Fine-tuning Large Language Model for Automated Algorithm Design

The integration of large language models (LLMs) into automated algorithm design has shown promising potential. A prevalent approach embeds LLMs within search routines to iteratively generate and refine candidate algorithms. However, most existing methods rely on off-the-shelf LLMs trained for general coding tasks, leaving a key question open: Do we need LLMs specifically tailored for algorithm design? If so, how can such LLMs be effectively obtained and how well can they generalize across different algorithm design tasks? In this paper, we take a first step toward answering these questions by exploring fine-tuning of LLMs for algorithm design. We introduce a Diversity-Aware Rankbased (DAR) sampling strategy to balance training data diversity and quality, then we leverage direct preference optimization to efficiently align LLM outputs with task objectives.

> MATERIAL PROVIDED:
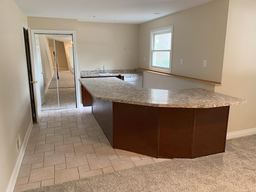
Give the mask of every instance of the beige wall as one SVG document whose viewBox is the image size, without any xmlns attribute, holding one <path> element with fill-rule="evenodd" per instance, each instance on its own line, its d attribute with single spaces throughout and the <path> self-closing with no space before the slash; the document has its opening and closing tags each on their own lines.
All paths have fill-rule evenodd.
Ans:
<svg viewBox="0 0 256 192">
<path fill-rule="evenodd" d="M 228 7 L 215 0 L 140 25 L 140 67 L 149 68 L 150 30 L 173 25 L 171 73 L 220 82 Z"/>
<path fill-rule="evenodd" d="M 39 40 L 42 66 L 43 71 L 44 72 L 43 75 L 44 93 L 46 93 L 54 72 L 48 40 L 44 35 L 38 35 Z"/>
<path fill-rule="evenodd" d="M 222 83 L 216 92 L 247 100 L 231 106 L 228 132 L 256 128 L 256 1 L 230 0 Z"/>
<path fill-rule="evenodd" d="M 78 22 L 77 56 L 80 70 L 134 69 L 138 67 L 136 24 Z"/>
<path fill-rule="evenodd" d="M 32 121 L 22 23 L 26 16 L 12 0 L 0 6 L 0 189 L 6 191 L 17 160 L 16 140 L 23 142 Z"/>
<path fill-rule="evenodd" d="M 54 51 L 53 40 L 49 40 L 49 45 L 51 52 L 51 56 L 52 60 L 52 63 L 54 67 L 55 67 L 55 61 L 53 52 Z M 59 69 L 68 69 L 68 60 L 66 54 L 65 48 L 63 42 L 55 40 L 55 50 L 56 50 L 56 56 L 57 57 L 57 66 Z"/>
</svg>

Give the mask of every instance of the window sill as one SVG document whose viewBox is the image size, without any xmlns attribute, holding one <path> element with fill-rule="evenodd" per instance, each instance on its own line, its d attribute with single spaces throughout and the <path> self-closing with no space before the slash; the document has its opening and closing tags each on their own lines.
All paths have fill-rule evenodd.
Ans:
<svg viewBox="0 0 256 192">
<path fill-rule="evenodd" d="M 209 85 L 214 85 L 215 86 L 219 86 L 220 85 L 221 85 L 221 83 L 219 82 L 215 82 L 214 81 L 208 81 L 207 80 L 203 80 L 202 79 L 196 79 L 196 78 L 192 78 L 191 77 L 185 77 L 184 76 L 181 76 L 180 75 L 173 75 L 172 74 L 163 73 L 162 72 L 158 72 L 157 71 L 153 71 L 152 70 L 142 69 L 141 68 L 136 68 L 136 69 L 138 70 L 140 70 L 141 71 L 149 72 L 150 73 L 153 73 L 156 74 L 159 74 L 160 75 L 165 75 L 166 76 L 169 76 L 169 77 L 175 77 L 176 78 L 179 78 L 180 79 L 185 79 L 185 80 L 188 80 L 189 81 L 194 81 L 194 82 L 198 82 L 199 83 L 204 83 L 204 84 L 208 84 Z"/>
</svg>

> REQUIRED TASKS:
(1) From the abstract on fine-tuning language models for algorithm design, write out the passage starting with "The integration of" and going on through "with task objectives.".
(2) Render this sentence from the algorithm-design abstract in Spanish: "A prevalent approach embeds LLMs within search routines to iteratively generate and refine candidate algorithms."

> LIST OF SOLUTIONS:
(1)
The integration of large language models (LLMs) into automated algorithm design has shown promising potential. A prevalent approach embeds LLMs within search routines to iteratively generate and refine candidate algorithms. However, most existing methods rely on off-the-shelf LLMs trained for general coding tasks, leaving a key question open: Do we need LLMs specifically tailored for algorithm design? If so, how can such LLMs be effectively obtained and how well can they generalize across different algorithm design tasks? In this paper, we take a first step toward answering these questions by exploring fine-tuning of LLMs for algorithm design. We introduce a Diversity-Aware Rankbased (DAR) sampling strategy to balance training data diversity and quality, then we leverage direct preference optimization to efficiently align LLM outputs with task objectives.

(2) Un enfoque predominante integra los LLM en rutinas de búsqueda para generar y refinar de forma iterativa algoritmos candidatos.